**WHAT YOU NEED TO DO**
Give every line from the entries that contains "rough".

**EXCERPTED DATA**
◆ ◆ ◆ ◆ ◆
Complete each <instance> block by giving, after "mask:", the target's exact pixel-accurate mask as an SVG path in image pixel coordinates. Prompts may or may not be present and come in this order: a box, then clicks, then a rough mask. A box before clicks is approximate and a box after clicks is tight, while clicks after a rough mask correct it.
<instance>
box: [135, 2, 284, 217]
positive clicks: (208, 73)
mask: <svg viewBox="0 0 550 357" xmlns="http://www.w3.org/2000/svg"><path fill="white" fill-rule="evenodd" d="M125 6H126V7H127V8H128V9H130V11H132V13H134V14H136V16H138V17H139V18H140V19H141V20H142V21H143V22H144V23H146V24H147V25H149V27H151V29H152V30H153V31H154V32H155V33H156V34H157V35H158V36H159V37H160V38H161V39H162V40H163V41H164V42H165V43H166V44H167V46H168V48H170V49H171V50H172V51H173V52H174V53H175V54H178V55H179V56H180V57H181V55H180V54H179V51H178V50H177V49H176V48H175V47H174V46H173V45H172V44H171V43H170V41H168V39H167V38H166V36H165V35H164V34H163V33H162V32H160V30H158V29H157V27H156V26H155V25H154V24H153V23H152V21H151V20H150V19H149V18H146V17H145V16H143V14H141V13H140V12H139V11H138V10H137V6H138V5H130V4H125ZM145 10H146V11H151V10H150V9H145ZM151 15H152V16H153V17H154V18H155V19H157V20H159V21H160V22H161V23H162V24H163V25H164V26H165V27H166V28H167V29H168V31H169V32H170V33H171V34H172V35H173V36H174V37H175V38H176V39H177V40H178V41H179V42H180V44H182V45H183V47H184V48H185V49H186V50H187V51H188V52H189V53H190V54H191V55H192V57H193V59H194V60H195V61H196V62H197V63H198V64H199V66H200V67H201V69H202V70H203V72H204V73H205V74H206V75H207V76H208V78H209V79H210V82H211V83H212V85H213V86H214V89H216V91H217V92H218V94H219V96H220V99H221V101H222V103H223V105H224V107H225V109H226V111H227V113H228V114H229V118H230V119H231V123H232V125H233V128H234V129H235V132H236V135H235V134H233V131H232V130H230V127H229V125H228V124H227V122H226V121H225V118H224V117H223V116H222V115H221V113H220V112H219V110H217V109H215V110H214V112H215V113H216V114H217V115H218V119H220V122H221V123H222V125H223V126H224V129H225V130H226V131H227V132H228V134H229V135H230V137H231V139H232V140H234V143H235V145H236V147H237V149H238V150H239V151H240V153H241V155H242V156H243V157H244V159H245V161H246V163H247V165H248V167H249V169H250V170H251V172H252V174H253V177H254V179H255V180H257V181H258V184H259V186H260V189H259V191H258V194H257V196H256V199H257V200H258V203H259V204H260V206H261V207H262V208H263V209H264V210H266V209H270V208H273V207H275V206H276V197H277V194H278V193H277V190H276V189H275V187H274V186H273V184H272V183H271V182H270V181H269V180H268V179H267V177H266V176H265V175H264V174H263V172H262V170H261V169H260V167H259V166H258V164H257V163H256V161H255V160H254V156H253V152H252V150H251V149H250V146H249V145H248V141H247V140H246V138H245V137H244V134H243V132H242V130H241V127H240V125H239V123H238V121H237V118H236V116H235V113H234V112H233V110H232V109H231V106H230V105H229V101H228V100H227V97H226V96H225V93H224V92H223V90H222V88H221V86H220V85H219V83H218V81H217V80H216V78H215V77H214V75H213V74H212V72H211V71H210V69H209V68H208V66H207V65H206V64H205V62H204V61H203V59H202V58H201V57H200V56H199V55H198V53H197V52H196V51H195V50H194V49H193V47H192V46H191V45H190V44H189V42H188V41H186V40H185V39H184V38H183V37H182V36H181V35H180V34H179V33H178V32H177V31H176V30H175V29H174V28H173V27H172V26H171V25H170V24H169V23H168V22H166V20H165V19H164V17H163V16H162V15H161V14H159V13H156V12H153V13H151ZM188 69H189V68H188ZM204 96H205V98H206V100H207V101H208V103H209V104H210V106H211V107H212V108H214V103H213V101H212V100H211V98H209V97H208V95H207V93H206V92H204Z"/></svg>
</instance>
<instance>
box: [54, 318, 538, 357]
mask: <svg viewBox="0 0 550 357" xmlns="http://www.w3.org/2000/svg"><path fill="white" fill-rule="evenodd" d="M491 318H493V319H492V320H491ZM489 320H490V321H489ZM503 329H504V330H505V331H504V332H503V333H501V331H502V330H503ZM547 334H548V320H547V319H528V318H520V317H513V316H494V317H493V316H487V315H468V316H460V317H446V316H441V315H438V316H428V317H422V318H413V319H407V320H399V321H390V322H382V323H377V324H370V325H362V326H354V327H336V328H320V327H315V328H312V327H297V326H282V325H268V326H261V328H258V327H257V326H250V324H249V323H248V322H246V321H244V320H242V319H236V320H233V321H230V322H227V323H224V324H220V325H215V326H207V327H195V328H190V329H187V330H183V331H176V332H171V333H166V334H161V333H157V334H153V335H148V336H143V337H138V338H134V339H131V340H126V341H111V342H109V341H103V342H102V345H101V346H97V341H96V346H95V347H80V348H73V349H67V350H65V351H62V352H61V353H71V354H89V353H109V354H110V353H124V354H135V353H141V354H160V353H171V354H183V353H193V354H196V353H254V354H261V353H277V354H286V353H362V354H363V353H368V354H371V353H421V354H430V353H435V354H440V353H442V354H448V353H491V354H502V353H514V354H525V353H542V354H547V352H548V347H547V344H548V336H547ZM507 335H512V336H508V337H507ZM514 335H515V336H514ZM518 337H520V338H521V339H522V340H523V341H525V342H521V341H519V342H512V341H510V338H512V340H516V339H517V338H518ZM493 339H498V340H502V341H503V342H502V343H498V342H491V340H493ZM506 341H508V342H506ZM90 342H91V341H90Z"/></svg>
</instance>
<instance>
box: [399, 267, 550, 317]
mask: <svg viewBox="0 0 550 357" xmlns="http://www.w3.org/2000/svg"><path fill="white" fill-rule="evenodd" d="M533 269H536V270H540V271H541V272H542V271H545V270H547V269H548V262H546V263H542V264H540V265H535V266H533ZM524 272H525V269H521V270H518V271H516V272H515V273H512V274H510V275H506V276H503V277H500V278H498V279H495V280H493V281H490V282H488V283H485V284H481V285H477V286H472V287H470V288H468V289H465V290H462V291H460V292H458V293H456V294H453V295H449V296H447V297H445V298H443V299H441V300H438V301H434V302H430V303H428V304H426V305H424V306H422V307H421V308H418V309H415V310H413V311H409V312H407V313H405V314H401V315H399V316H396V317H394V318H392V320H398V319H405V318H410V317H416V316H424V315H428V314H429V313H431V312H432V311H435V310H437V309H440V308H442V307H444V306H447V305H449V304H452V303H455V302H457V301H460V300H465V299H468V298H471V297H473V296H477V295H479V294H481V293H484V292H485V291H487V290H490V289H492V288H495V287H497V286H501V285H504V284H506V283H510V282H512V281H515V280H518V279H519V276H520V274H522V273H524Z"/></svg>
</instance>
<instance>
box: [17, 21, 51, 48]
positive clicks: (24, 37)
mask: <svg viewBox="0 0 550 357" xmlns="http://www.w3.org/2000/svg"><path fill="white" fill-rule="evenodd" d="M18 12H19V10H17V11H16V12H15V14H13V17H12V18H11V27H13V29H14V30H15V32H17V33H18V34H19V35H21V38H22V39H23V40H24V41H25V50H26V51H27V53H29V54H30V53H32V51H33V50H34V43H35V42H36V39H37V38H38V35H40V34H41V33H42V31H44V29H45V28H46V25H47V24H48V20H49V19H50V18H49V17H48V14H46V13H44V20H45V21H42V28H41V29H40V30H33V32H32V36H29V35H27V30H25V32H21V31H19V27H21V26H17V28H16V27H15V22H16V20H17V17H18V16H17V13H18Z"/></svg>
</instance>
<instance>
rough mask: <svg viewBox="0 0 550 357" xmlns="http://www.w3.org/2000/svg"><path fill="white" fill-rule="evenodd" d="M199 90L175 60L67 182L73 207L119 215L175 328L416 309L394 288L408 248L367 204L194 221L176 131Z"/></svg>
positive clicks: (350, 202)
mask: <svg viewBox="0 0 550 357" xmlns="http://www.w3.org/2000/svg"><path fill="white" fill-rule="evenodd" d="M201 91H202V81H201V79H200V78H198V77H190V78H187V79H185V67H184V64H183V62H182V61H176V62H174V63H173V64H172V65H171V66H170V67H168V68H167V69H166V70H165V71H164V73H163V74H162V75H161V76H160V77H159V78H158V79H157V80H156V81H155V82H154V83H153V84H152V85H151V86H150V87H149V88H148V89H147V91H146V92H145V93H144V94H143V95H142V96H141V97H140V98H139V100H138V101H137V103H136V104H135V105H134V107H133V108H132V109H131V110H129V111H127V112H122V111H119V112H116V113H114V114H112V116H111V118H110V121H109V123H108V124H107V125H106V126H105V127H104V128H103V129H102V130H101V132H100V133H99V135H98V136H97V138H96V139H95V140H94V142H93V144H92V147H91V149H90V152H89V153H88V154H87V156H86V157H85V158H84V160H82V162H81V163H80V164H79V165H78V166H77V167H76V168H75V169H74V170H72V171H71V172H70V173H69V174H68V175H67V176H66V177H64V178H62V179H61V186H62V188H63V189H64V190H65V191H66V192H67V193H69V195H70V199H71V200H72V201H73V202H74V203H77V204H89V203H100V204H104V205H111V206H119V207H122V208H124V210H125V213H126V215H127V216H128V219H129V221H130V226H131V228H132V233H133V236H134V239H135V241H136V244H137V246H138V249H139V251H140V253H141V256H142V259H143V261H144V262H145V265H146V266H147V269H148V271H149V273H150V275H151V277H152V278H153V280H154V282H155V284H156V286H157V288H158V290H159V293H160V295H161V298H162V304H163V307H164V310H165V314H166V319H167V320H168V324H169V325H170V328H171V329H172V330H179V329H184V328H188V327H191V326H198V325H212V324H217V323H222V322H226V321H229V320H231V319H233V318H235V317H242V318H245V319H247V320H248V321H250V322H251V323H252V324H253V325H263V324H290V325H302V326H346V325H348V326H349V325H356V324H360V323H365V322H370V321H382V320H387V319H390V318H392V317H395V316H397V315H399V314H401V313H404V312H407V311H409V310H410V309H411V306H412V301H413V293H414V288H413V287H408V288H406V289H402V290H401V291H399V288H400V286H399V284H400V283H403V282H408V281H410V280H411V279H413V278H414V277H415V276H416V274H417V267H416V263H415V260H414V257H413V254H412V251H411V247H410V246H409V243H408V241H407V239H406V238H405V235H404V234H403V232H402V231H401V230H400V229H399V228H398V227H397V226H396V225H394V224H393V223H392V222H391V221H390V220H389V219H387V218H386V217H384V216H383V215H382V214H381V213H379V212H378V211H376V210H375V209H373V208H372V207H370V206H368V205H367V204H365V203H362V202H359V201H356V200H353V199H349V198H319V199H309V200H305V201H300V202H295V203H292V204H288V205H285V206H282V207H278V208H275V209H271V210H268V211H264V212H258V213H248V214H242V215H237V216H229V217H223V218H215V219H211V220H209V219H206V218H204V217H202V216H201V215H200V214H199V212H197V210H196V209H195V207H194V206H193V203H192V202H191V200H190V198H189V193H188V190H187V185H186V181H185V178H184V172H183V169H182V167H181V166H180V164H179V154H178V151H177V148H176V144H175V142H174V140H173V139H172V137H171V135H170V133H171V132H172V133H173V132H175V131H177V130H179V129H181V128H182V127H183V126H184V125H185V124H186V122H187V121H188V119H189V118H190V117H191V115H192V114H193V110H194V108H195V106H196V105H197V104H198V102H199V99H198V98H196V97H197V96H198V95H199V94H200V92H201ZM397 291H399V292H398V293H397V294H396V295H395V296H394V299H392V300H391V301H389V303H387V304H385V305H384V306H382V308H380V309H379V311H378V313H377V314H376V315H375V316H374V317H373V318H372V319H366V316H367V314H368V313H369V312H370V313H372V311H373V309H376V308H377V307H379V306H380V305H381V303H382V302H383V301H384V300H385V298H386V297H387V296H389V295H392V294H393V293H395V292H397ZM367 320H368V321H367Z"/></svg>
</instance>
◆ ◆ ◆ ◆ ◆
**REPLY TO THE EXERCISE**
Complete each <instance> block by giving, after "mask:", the target's exact pixel-accurate mask as an SVG path in image pixel coordinates. Prompts may or may not be present and come in this order: a box, then clicks, then a rough mask. A box before clicks is approximate and a box after clicks is tight, while clicks after a rough mask correct it.
rough mask: <svg viewBox="0 0 550 357" xmlns="http://www.w3.org/2000/svg"><path fill="white" fill-rule="evenodd" d="M199 90L175 60L67 182L73 207L119 215L175 328L416 309L394 288L408 248L367 204L194 221L176 131Z"/></svg>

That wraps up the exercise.